WHAT THIS TASK INVOLVES:
Your response should be the lines from the one holding "Target: framed sign on wall" to the last line of the data below, copied exactly and with no additions.

[Items from a data source]
——————————

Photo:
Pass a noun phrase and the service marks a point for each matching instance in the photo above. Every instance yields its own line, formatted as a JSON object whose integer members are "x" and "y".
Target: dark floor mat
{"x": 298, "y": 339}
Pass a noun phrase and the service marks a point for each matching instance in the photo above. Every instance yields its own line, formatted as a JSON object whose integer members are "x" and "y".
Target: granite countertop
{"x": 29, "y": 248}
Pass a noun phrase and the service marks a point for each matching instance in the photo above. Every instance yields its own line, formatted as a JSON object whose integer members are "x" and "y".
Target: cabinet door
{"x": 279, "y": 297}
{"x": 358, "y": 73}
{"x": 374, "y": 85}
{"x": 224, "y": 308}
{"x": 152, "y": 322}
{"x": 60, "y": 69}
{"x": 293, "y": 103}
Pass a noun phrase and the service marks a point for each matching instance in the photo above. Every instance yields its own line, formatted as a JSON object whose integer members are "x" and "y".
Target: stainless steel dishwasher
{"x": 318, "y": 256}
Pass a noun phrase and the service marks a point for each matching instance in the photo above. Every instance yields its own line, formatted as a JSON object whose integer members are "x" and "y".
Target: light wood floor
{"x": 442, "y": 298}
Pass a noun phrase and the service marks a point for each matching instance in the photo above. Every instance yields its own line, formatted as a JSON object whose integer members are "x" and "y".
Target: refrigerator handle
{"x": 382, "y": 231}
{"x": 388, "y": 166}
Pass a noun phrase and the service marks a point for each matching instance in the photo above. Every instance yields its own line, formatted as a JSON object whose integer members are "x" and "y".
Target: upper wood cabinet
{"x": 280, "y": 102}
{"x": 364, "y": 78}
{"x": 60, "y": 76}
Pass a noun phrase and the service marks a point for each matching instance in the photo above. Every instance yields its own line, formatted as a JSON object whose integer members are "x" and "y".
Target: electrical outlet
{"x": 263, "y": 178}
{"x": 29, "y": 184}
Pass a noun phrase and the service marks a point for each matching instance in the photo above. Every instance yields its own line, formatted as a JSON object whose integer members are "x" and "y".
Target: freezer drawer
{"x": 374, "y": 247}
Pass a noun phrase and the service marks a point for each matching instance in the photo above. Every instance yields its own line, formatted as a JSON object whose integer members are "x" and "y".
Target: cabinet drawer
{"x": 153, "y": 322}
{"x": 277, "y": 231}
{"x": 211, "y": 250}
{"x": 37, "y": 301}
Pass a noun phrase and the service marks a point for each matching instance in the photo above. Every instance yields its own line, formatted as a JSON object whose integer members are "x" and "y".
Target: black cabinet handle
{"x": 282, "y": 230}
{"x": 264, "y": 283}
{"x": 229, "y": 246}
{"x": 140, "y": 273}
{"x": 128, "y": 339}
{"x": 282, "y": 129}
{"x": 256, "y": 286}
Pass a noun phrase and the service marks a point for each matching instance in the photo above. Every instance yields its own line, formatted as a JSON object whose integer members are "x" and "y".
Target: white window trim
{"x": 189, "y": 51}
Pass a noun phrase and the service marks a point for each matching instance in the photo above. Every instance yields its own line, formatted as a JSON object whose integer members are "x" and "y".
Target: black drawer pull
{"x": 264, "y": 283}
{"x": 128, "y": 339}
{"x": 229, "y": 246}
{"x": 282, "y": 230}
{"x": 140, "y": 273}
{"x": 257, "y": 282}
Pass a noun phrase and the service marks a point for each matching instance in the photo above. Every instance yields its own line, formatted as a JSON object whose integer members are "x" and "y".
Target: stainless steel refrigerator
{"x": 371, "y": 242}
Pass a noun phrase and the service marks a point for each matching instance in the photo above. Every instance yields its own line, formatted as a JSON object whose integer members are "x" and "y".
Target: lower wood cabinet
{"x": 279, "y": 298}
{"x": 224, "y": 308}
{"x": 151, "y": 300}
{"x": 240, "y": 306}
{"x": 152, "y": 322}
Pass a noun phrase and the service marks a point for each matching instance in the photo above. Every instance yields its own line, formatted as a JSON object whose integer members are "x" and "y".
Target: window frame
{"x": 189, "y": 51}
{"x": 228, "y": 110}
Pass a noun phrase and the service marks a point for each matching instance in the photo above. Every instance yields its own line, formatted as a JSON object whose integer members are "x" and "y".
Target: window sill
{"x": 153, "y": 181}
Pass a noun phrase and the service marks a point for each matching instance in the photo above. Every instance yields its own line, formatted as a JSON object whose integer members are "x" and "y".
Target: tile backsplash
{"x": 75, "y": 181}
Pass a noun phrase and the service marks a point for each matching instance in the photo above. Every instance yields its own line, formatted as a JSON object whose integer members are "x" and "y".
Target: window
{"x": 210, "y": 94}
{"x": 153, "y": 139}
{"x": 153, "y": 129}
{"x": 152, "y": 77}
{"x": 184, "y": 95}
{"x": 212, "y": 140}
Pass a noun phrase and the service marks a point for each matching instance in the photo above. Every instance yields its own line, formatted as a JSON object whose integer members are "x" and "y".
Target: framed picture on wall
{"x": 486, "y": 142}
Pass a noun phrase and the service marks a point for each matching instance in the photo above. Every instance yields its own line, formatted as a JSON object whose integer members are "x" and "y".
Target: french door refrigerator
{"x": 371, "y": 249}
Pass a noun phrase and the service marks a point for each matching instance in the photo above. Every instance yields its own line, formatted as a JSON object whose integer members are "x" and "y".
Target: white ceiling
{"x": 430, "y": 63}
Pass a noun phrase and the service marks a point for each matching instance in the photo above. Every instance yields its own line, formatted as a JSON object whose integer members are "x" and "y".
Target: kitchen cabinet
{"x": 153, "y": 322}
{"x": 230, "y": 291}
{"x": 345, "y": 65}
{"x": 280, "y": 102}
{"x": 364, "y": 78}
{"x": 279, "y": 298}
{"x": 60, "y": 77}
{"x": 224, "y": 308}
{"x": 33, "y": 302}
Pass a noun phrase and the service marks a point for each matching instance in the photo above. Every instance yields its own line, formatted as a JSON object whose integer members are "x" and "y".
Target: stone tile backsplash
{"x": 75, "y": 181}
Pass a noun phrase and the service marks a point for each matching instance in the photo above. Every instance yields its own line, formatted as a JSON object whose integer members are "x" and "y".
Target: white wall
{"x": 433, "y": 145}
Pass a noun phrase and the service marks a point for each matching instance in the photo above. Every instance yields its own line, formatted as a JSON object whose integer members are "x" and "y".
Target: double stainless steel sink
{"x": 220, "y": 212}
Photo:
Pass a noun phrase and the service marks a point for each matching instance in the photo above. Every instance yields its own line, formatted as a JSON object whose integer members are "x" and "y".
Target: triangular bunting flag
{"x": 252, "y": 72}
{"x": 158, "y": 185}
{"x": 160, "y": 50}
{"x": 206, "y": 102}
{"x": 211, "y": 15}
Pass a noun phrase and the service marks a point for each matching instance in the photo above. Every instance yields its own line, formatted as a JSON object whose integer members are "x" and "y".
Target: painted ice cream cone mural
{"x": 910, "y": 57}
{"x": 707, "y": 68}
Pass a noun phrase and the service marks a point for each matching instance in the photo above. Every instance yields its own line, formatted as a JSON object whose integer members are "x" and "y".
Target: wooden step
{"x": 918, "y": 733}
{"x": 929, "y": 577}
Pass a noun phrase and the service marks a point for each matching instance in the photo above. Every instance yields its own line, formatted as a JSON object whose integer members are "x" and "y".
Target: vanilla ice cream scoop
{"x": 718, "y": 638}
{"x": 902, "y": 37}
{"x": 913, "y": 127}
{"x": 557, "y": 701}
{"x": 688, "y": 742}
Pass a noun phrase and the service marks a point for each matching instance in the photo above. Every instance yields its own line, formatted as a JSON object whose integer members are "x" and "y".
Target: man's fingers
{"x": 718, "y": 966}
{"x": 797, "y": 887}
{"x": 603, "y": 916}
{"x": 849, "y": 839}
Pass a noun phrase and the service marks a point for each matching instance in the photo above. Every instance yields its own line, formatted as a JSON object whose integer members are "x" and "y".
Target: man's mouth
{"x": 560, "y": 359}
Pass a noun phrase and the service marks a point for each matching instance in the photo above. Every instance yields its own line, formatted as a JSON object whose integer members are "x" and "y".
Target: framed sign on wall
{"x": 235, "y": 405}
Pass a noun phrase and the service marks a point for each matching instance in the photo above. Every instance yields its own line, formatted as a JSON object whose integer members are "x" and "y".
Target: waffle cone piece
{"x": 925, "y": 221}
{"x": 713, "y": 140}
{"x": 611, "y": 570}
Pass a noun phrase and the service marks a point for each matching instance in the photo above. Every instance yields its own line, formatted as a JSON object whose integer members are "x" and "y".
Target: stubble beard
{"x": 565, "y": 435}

——————————

SOLUTION:
Target: framed sign on wall
{"x": 235, "y": 405}
Pass a noun phrase and the service marks a point for each matching instance in the photo above. Every instance yields its own line, formatted as a JSON object whose integer members are "x" and "y".
Target: waffle cone piece
{"x": 925, "y": 221}
{"x": 713, "y": 140}
{"x": 611, "y": 570}
Pass a noun phrase and the service marks a point for each matching instance in the photo above. Every instance yields its own line, formatted as a JSON object whose integer members are "x" and "y".
Target: stubble beard
{"x": 565, "y": 435}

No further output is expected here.